ЧТО НУЖНО СДЕЛАТЬ:
**a.** Ответьте на вопросы по стихотворению:
(i) В каком возрасте пришлось стать старшим в доме за отца?
(ii) Сколько маленьких ртов нужно было накормить?
(iii) Сколько лет с фронта летели похоронки?
**b.** Переведите на английский строку из стихотворения: «Кормильцев отняла война.»
**c.** Пожалуйста, перепишите из стихотворения отрывок от слов «Но я был свято» до слов «не плачь больных.» включительно.

ИСХОДНЫЙ ФРАГМЕНТ:
* * * * *
Ты был моим любимым братом.
Тебя я с детства опекал.
Отец ушел на фронт солдатом,
А мне отцовство передал.
 
Он так сказал: «Ну, сын, ты старший.
 Храни же братьев и сестер,
 Пока я сам кровавым маршем
 Не затопчу войны костер».

 И я, в тринадцать лет мальчишка,
 Стал в доме старшим за отца.
 Девизом были – труд и книжка.
 И так все годы до конца.

 Конца войны, суровой долгой,
 Как испытанье на износ.
 Но я был свято верен долгу.
 И груз отцовства честно нес.
               
 Я делал все, чтоб были сыты
 Четыре маленькие рта.
 Одеты, стрижены, помыты.
 Чтоб не водилась вшивота.

 Чтоб в доме звонко раздавался
 Веселый смех – не плачь больных.
 И чтобы каждый согревался
 Заботой, лаской рук моих.

 А было трудно. Ох, как трудно!
 Кормильцев отняла война.
 В поселке было многолюдно.
 Теперь же скорбь и тишина.

 Четыре года к нам в избенки,
 Как листья в желтый листопад,
 Летели с фронта похоронки:
 Погиб отец, убит сын, брат.
* * * * *
ИЗВЛЕЧЁННЫЕ ЗАПИСИ:

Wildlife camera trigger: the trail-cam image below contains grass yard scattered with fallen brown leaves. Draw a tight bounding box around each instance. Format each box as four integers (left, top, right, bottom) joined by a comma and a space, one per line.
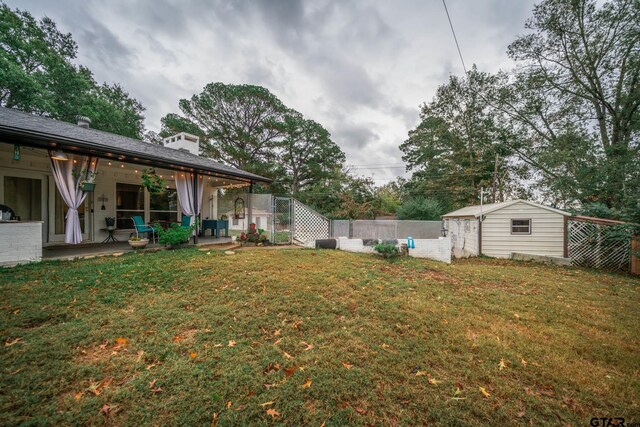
* * * * *
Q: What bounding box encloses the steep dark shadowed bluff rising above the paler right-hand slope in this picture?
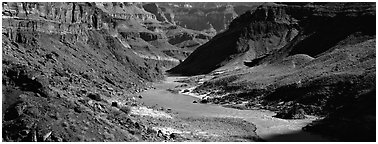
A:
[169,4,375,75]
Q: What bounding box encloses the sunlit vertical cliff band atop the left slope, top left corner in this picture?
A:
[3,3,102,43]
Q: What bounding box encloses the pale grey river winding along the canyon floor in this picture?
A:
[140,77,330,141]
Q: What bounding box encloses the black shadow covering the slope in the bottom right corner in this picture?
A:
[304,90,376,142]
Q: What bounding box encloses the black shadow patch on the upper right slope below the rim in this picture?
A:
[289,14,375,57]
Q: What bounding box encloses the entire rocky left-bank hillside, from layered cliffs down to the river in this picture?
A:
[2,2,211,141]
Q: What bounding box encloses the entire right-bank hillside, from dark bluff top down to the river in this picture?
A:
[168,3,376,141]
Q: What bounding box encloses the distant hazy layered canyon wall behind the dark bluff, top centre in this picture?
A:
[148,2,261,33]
* * * * *
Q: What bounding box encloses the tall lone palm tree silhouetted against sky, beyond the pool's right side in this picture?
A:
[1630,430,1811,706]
* * * * *
ОТВЕТЫ ПО ЗАДАНИЯМ:
**a.**
(i) В тринадцать лет.
(ii) Четыре.
(iii) Четыре года.

**b.** The war took away the breadwinners.

**c.**
Но я был свято верен долгу.
 И груз отцовства честно нес.
               
 Я делал все, чтоб были сыты
 Четыре маленькие рта.
 Одеты, стрижены, помыты.
 Чтоб не водилась вшивота.

 Чтоб в доме звонко раздавался
 Веселый смех – не плачь больных.